* Required action
Every line of the listing is returned unchanged, and every picture is dropped.

* Material for this task
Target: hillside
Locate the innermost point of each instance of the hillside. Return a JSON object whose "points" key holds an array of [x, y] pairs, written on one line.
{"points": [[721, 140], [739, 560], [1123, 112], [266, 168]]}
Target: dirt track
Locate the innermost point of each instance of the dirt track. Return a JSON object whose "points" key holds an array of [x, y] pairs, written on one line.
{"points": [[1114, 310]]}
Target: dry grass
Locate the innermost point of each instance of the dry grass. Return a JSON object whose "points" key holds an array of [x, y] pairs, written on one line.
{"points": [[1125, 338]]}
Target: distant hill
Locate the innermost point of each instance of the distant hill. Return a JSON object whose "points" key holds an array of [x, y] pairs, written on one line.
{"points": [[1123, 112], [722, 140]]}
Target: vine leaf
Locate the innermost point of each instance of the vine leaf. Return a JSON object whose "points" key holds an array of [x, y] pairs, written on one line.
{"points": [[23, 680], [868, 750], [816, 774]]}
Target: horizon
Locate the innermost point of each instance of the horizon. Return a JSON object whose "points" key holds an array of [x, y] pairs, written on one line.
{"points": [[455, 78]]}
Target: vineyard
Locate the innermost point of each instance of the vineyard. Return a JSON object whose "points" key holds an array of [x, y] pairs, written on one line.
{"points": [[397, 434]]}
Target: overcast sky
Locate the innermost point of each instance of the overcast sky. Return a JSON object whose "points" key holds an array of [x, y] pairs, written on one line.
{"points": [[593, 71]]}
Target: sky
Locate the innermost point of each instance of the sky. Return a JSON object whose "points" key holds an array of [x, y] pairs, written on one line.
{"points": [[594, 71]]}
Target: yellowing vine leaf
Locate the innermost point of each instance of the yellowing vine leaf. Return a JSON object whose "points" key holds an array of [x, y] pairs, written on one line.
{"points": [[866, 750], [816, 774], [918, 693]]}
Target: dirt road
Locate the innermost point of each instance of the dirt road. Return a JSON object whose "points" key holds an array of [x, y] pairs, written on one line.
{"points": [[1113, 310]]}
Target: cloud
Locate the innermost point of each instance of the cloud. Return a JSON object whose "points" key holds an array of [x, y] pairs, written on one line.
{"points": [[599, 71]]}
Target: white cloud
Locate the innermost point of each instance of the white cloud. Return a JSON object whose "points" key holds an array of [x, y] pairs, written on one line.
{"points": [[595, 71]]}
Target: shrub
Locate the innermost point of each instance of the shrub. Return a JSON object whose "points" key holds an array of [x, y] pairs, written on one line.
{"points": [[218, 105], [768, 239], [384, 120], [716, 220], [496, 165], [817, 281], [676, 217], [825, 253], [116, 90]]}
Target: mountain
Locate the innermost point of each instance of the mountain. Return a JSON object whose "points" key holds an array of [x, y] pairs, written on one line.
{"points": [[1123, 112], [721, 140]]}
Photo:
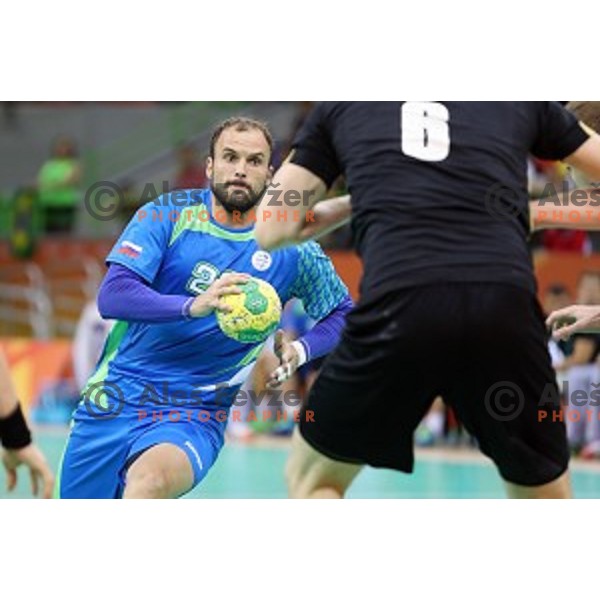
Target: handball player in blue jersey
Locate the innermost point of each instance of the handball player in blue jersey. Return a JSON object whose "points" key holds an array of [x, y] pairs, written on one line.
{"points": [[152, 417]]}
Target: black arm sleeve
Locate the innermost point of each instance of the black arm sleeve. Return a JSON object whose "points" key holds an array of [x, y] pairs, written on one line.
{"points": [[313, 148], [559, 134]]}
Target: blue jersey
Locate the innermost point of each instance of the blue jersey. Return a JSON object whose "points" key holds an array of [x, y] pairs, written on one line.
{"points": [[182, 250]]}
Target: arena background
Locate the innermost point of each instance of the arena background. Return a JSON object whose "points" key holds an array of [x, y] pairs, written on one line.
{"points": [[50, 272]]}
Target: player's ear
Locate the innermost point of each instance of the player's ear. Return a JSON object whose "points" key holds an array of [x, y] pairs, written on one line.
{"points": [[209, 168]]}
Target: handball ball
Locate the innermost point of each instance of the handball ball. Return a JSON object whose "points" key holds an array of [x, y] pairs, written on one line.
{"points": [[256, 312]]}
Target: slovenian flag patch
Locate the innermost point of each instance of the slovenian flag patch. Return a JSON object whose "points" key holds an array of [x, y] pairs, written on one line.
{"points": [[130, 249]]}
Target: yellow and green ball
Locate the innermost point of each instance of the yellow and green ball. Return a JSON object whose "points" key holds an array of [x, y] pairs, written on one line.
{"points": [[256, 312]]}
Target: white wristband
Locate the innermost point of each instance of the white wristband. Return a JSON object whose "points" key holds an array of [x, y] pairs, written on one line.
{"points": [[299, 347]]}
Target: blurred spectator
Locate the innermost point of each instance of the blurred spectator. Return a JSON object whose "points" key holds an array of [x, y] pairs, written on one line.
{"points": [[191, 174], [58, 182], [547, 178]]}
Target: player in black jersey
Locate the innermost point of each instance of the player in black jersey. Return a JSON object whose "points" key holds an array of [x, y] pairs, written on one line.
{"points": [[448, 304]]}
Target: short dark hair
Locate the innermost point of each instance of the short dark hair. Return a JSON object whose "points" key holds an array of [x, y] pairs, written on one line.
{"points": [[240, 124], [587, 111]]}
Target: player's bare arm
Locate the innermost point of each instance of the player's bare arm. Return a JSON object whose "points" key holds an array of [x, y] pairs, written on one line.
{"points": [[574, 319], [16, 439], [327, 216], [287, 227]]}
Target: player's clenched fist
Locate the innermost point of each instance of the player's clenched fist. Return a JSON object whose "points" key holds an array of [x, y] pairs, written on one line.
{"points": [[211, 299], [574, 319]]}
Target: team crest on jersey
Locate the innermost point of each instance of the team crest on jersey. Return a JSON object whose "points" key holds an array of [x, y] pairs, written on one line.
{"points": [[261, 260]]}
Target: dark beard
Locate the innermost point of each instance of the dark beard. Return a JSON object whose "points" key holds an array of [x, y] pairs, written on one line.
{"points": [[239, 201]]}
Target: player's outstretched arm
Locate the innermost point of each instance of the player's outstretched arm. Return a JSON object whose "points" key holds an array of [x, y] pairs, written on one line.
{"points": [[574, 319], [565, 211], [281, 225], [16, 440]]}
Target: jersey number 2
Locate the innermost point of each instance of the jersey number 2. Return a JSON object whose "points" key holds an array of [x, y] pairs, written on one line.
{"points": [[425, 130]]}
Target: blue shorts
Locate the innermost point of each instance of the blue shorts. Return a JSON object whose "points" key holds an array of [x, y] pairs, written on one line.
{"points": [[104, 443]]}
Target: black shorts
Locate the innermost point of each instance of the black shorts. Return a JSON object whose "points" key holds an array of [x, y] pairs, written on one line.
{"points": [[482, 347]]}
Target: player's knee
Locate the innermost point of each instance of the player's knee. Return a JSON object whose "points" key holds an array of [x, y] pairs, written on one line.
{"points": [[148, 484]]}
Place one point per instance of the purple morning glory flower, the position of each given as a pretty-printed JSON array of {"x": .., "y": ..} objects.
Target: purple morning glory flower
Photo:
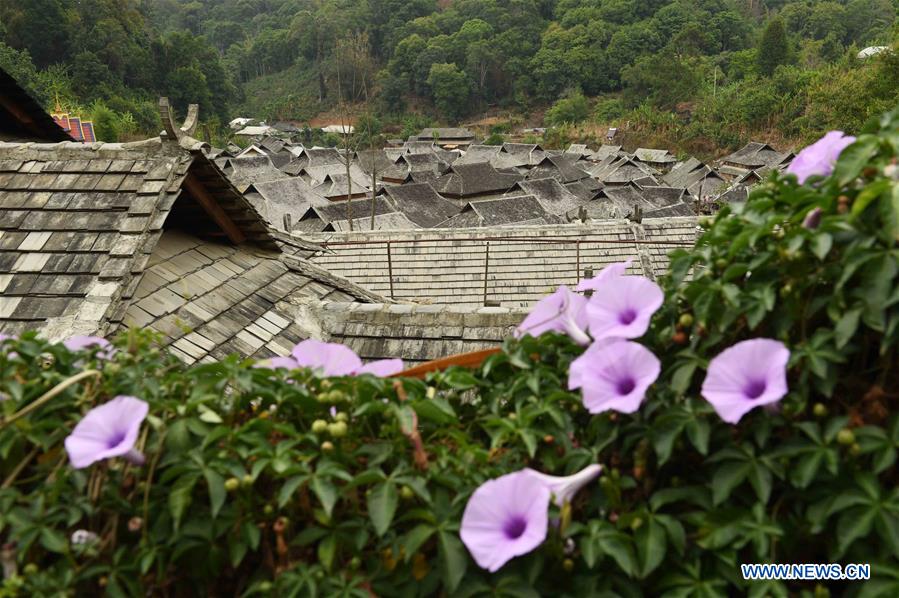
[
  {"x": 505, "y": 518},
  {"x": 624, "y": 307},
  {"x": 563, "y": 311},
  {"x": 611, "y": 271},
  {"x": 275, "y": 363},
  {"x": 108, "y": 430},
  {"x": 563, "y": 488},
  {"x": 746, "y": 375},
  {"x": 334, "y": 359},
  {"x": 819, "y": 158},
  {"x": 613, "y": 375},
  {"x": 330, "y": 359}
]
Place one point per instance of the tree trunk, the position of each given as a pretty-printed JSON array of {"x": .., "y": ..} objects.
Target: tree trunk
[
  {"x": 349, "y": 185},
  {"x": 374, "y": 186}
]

* Solution to the exercise
Target: hillside
Locate the innermost point of each instance of the hillside. Return a JSON object whose "points" key holds an array of [x, y] pairs, written on one line.
{"points": [[721, 140], [739, 560], [1123, 112], [266, 168]]}
Target: dirt track
Locate the innermost point of each instance of the dirt track. Return a JSON object whose "points" key holds an array of [x, y] pairs, written on one line.
{"points": [[1114, 310]]}
Target: dry grass
Locate the innermost point of each instance of the dry grass. Return a JSON object whose "points" key holds an array of [x, y] pairs, written on one line.
{"points": [[1125, 338]]}
Target: distant hill
Locate the innermost point of each instance of the distant hill. Return a JSON object whose "points" key holds an array of [x, y] pairs, written on one line.
{"points": [[1123, 112], [722, 140]]}
Target: vine leaf
Locate the innermost point of each instance of the vine leaf. Return a JSON object whose "points" key holds an array of [x, y] pairs, written on one line.
{"points": [[23, 680], [868, 750], [816, 774]]}
Target: horizon
Locate the innermost point of each instance of the horizon. Return a JSON object whose "points" key holds an array of [x, y] pairs, written on one line.
{"points": [[455, 78]]}
Target: vineyard
Locate the innermost point of each instance of the vineyard. Return a JSON object whose "points" key holds an array of [x, y] pairs, written on one line.
{"points": [[397, 434]]}
Target: overcast sky
Locate the innermost point of each instance of the overcast sky. Return a JSON object whose "points" key holds an array of [x, y] pairs, written on one line.
{"points": [[593, 71]]}
Target: sky
Locate the innermost point of each instance of the sky. Return a JSON object whose "points" key holds an array of [x, y] pairs, written on one line.
{"points": [[594, 71]]}
Target: yellowing vine leaf
Locate the innermost point of each instance of the yellowing vine leaf. Return a JSON object whose "points" key holds an array of [x, y] pairs, written on one line.
{"points": [[866, 750], [816, 774], [918, 693]]}
Target: dirt road
Locate the innermost point of each instance of the dirt road. Return a JSON object whose "points" key holds an array of [x, y] pairs, written on one line.
{"points": [[1113, 310]]}
Target: cloud
Locate the innermost point of each instance of the cloud. Return a JSON object whose "points" key holds an array of [x, y] pairs, written on one line.
{"points": [[599, 71]]}
Target: white cloud
Locate the innermost point of each instance of the white cloud. Return a JSON object whose "points" key holds an array of [x, y] pairs, written on one line.
{"points": [[595, 71]]}
Target: shrub
Locate the innermost point of each instance of the shrub. Return a JSON object whose "points" key holds an array of [x, y] pairs, written on one line.
{"points": [[218, 105], [768, 239], [384, 120], [716, 220], [496, 165], [817, 281], [676, 217], [825, 253], [116, 90]]}
Target: mountain
Locate the innermost point of each instance of the mountain. Return a JSON object whose "points" key holds an array of [x, y] pairs, written on one line.
{"points": [[1123, 112], [721, 140]]}
Photo:
Target: handball player in blue jersey
Locate the innermost point of each instance of the handball player in blue jersey. Return a JSON object whose "points" key holds an array of [x, y] pairs, written on one line.
{"points": [[152, 417]]}
Target: black arm sleeve
Locate the innermost point of each instance of the black arm sleeve. Return a JSON object whose "points" key holds an array of [x, y] pairs, written on one line.
{"points": [[313, 148], [559, 134]]}
Target: blue jersey
Locate the innermost point of each instance of the blue jersey. Return a JSON object whose "points" key holds an array of [x, y] pairs, written on one line.
{"points": [[182, 250]]}
Target: arena background
Locate the innermost point of each instance of the arena background. Return a JSON object whose "points" key holds an array of [x, y] pairs, written on one line.
{"points": [[50, 272]]}
Target: player's ear
Locate the innermost point of each instance of the player's ear. Return a JSON object whose "points" key holds an array of [x, y] pairs, written on one line.
{"points": [[209, 168]]}
Target: handball ball
Locate the innermost point of each instance of the handball ball. Return a JSON object whose "points" key holds an array of [x, y] pairs, written on one line.
{"points": [[256, 312]]}
Target: slovenian flag patch
Locate the innermost point of each instance of the slovenian flag patch. Return a JSON object whose "points" key holds an array of [x, y] pairs, written on one line.
{"points": [[130, 249]]}
Target: yellow and green ball
Locate the innermost point of each instance of the yellow and green ball. Return a JSON object whose "points" key holds an array of [x, y] pairs, written on one line.
{"points": [[256, 312]]}
Target: white wristband
Locate the innermost point of each instance of the white wristband. Return a JSON object whose "points" key holds an array of [x, y] pairs, written on one line.
{"points": [[299, 347]]}
Target: blurred spectator
Locate the innermost point of each instance of the blurred spectator. Return a JSON object whose "points" key holds an array of [x, y] pairs, written on one line.
{"points": [[191, 174], [58, 182], [547, 178]]}
Target: player in black jersey
Locate the innermost point of each instance of the player in black jersey. Return a JSON object whose "points" key holds an array of [x, y] pairs, written on one line.
{"points": [[448, 304]]}
Target: short dark hair
Locate the innermost point of each instance of the short dark hair. Return a JSON object whose "points" key holds an array of [x, y] pairs, written on one line.
{"points": [[240, 124], [587, 111]]}
Target: player's bare arm
Locate the innermost point of each instance of the player's bare arm. Return a JSON object whose "points" key holds an array of [x, y] pairs, written on one line.
{"points": [[574, 319], [16, 439], [327, 216], [287, 227]]}
Target: player's clenched fist
Locate the innermost point of each instance of the player's clenched fist. Return a JSON object whose "points" key holds an array of [x, y] pairs, written on one line.
{"points": [[211, 299], [574, 319]]}
Target: team crest on jersey
Locate the innermost point of each instance of the team crest on jersey. Return a JSON object whose "points" key holds an array of [x, y] pairs, written on one line.
{"points": [[261, 260]]}
Target: dark beard
Locate the innermost point of each instance of the dark beard. Return a JSON object whose "points" key holds an array of [x, y] pairs, written on one line.
{"points": [[239, 201]]}
Target: player's outstretched arm
Locate the innermost point of each instance of the player's outstretched arm. Return a JSON object whose "points" key holds an array of [x, y] pairs, written on one line.
{"points": [[574, 319], [565, 211], [281, 225], [16, 440]]}
Target: jersey number 2
Locate the innermost point of each instance of the jersey number 2. Return a JSON object whose "points" key holds an array of [x, y] pairs, written on one line.
{"points": [[425, 130]]}
Target: blue shorts
Locate the innermost point of each instance of the blue shorts. Return a JSON object whose "points" key holds an array of [x, y] pairs, written on one line.
{"points": [[104, 443]]}
Target: black shorts
Locate the innermost point of each instance of the black shorts. Return a JSON object whose "points" key holds an array of [x, y] pairs, written on one line.
{"points": [[482, 347]]}
Target: player's knee
Locate the innermost point of each instance of the player's knee. Return a JSON object whose "points" key holds an array of [x, y] pairs, written on one line.
{"points": [[148, 484]]}
Place one point per instance of the purple morning glory flower, the position of each given as a pretty-printed JSON array of {"x": .., "y": ..} objects.
Target: purple morning glory flower
Photo:
[
  {"x": 505, "y": 518},
  {"x": 624, "y": 307},
  {"x": 563, "y": 311},
  {"x": 611, "y": 271},
  {"x": 275, "y": 363},
  {"x": 108, "y": 430},
  {"x": 563, "y": 488},
  {"x": 746, "y": 375},
  {"x": 334, "y": 359},
  {"x": 819, "y": 158},
  {"x": 613, "y": 375},
  {"x": 330, "y": 359}
]
Place one point per instance of the tree trunk, the position of each given as a pretty-printed JSON array of {"x": .., "y": ..} objects.
Target: tree trunk
[
  {"x": 349, "y": 185},
  {"x": 374, "y": 186}
]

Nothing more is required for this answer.